- **REQUIREMENT**:
Type out the complete listing below word for word, without its pictures.

- **SUPPLIED INFORMATION**:
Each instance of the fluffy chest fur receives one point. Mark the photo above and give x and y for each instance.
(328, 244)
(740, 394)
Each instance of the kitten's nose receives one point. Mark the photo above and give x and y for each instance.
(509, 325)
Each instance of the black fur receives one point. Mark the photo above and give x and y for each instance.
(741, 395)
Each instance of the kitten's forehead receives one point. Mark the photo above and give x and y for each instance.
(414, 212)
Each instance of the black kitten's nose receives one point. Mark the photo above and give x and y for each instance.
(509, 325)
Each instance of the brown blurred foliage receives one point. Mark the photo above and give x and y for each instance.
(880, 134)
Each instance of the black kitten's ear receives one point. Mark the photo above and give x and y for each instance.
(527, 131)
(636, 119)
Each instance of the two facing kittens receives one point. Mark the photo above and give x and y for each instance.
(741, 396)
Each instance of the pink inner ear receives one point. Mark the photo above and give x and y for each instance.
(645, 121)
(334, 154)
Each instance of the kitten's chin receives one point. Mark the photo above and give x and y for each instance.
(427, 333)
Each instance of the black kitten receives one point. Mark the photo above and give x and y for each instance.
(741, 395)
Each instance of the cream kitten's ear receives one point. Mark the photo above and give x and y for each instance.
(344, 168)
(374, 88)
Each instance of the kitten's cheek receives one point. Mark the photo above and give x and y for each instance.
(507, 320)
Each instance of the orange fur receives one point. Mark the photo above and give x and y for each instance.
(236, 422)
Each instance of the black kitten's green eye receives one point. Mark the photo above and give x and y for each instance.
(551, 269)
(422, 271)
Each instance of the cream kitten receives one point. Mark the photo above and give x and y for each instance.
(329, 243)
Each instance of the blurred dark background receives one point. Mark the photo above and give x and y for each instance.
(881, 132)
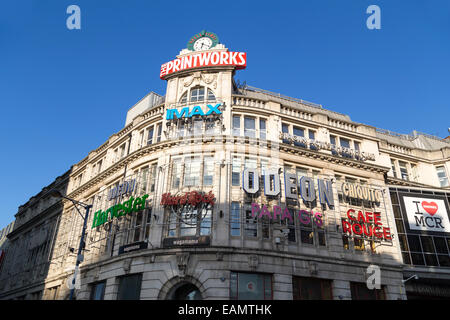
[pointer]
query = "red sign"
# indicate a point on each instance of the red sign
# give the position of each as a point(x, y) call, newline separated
point(204, 59)
point(192, 198)
point(366, 224)
point(430, 207)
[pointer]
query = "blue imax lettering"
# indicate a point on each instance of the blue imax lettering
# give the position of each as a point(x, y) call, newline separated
point(196, 111)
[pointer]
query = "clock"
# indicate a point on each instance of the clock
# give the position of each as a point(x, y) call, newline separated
point(203, 41)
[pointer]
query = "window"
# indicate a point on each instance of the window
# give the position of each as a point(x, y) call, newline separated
point(192, 171)
point(153, 177)
point(249, 127)
point(235, 219)
point(262, 129)
point(176, 173)
point(299, 132)
point(98, 291)
point(394, 171)
point(236, 125)
point(285, 129)
point(403, 170)
point(208, 171)
point(150, 136)
point(361, 292)
point(158, 132)
point(311, 289)
point(197, 94)
point(236, 171)
point(184, 98)
point(130, 287)
point(211, 95)
point(442, 176)
point(250, 286)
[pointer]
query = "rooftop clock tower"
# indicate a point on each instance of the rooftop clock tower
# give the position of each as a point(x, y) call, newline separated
point(202, 74)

- **EXERCISE SOLUTION**:
Each instance of the fluffy chest fur receives one point. Mark the photo above and give x and y for each instance.
(328, 244)
(740, 394)
Each instance of the kitten's nose receives one point. Mark the photo above and give x and y for each instance.
(509, 325)
Each instance of the black fur receives one point. Mark the photo above and give x and y for each instance.
(741, 395)
Each instance of the kitten's forehead receives one point. Mark the photo above and give x and y for each instance.
(414, 212)
Each instance of the black kitten's nose receives one point. Mark the photo above and give x and y for each instance.
(509, 325)
Each instance of the brown blurred foliage receives one point. Mark the photo above and give x and y for each instance.
(880, 134)
Each instance of the black kitten's ear receives one point. Mark the photo above and give x and y for each instance.
(527, 131)
(636, 119)
Each instance of the two facing kittens receives one point. Mark the photo above and give x and y for each instance.
(741, 396)
Each instance of the pink inner ear receives one point. Mark the photo above and give x and y for each instance.
(645, 121)
(334, 154)
Each instance of the kitten's chin receives one point. Mark the photo above and give x and y for each instance.
(427, 333)
Each instance of the black kitten receives one point. Mark the photo above and give x and y for each instance.
(741, 395)
Each instance of the cream kitten's ear receives one point. Mark the photo above and give x and y for each instance.
(344, 168)
(374, 88)
Each instance of the kitten's cheek receives one point. Mark the photo above and give x and y for each instance.
(507, 320)
Each instance of the orange fur receives one point. Mark the photo above and give x and y for each instance.
(236, 422)
Each instance of the black kitten's green eye receives one point. Mark the photo above and give x and y for each instance.
(551, 269)
(422, 271)
Each instance of the cream kitten receives one point. Mark the photo above and give x and y for each instance.
(329, 243)
Each instance of the blurred dark background receives one point. Mark the photo above and give x and y for each instance.
(881, 132)
[pointer]
query = "red sign"
# indicate a point on each instance of the red sign
# give the position of each as a point(x, y) call, newline separated
point(204, 59)
point(192, 198)
point(366, 224)
point(430, 207)
[pointer]
query = "blue imax lettering"
# indicate a point on each instance of the blue imax lettering
# give the position of each as a point(x, y) call, newline separated
point(196, 111)
[pointer]
query = "clock"
# indicate a point on each instance of the clock
# give the position of each as a point(x, y) call, newline separated
point(203, 41)
[pointer]
query = "window"
# indicate a point on each instance of the window
# give the position of each as a point(x, y) call, newline separated
point(192, 171)
point(153, 177)
point(249, 127)
point(235, 219)
point(262, 129)
point(176, 173)
point(299, 132)
point(98, 291)
point(394, 171)
point(236, 125)
point(285, 129)
point(403, 170)
point(208, 171)
point(150, 136)
point(361, 292)
point(158, 132)
point(311, 289)
point(197, 94)
point(236, 171)
point(184, 98)
point(130, 287)
point(211, 95)
point(442, 176)
point(250, 286)
[pointer]
query = "rooftop clock tower"
# indicate a point on each instance of the rooftop clock tower
# give the position of each as a point(x, y) call, newline separated
point(202, 74)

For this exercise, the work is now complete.